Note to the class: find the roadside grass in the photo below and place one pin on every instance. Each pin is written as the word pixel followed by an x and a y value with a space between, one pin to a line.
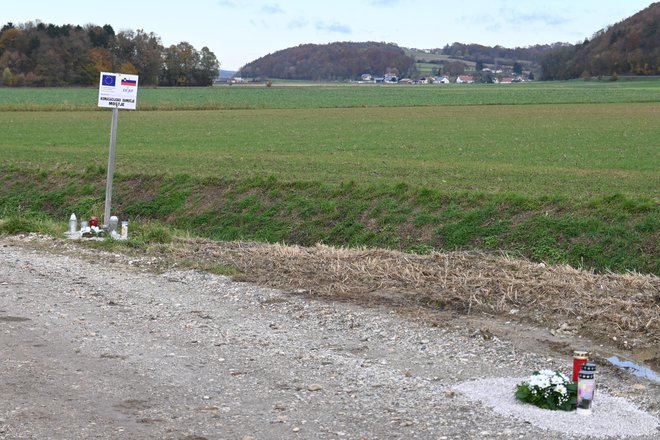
pixel 568 177
pixel 606 233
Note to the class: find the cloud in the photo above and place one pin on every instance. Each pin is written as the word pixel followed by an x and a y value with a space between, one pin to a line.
pixel 536 18
pixel 299 23
pixel 385 2
pixel 333 28
pixel 272 9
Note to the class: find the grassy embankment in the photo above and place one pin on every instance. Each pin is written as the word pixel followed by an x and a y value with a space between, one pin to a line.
pixel 569 177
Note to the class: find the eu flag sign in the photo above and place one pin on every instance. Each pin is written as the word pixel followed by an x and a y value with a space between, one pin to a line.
pixel 118 90
pixel 108 80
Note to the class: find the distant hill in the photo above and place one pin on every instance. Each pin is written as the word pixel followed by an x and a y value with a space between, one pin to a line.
pixel 334 61
pixel 630 47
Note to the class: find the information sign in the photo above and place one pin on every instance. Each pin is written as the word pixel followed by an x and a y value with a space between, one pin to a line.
pixel 117 90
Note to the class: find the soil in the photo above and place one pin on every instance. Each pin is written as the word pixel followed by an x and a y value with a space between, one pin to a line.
pixel 108 345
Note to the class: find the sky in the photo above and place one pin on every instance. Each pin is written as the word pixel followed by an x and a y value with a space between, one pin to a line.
pixel 238 32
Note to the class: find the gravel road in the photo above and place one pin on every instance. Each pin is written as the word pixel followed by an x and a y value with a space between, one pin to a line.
pixel 94 351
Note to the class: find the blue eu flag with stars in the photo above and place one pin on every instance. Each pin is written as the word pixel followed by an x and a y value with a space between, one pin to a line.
pixel 108 80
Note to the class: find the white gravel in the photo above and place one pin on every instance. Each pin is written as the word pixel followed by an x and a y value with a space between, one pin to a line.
pixel 97 351
pixel 611 416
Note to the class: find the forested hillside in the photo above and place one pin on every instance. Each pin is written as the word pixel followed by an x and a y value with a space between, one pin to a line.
pixel 334 61
pixel 630 47
pixel 39 54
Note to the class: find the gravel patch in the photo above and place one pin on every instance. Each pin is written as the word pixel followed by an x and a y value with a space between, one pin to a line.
pixel 101 348
pixel 611 416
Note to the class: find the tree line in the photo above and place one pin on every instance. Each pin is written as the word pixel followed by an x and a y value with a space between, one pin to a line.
pixel 39 54
pixel 631 47
pixel 334 61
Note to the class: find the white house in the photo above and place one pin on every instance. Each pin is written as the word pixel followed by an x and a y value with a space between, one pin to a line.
pixel 465 79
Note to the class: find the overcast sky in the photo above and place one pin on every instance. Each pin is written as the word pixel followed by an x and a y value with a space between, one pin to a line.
pixel 240 31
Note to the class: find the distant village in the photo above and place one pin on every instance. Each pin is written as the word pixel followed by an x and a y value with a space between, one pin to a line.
pixel 486 75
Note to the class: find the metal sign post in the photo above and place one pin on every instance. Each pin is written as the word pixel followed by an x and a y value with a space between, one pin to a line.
pixel 116 91
pixel 111 166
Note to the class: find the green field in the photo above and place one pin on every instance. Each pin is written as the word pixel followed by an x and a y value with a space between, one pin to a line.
pixel 556 171
pixel 285 96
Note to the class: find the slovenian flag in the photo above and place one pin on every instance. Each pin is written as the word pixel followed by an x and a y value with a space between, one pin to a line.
pixel 108 80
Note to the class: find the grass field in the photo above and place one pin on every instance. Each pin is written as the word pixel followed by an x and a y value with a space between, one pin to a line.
pixel 561 172
pixel 282 96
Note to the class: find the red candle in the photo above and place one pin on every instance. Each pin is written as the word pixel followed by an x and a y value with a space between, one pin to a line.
pixel 579 358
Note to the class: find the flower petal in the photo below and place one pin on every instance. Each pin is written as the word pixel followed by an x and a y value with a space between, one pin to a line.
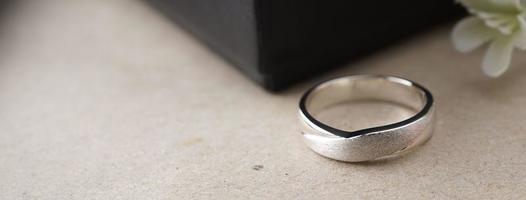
pixel 520 36
pixel 500 6
pixel 497 58
pixel 471 33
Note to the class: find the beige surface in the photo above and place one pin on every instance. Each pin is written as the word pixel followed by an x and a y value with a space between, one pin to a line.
pixel 109 100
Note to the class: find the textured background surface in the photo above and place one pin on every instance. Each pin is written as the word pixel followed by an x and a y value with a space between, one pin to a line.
pixel 109 100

■ ■ ■ ■ ■ ■ ■

_WRITTEN EXERCISE_: Could you retype the lines above, starting with the line that contains "Note to the class: find the green" and going on through the line that contains "pixel 285 96"?

_COMPLETE ANSWER_:
Note to the class: find the green field in the photo above and place one pin on every instance. Each pin is written as the word pixel followed by an x and a y value with a space between, one pin to a line.
pixel 556 171
pixel 285 96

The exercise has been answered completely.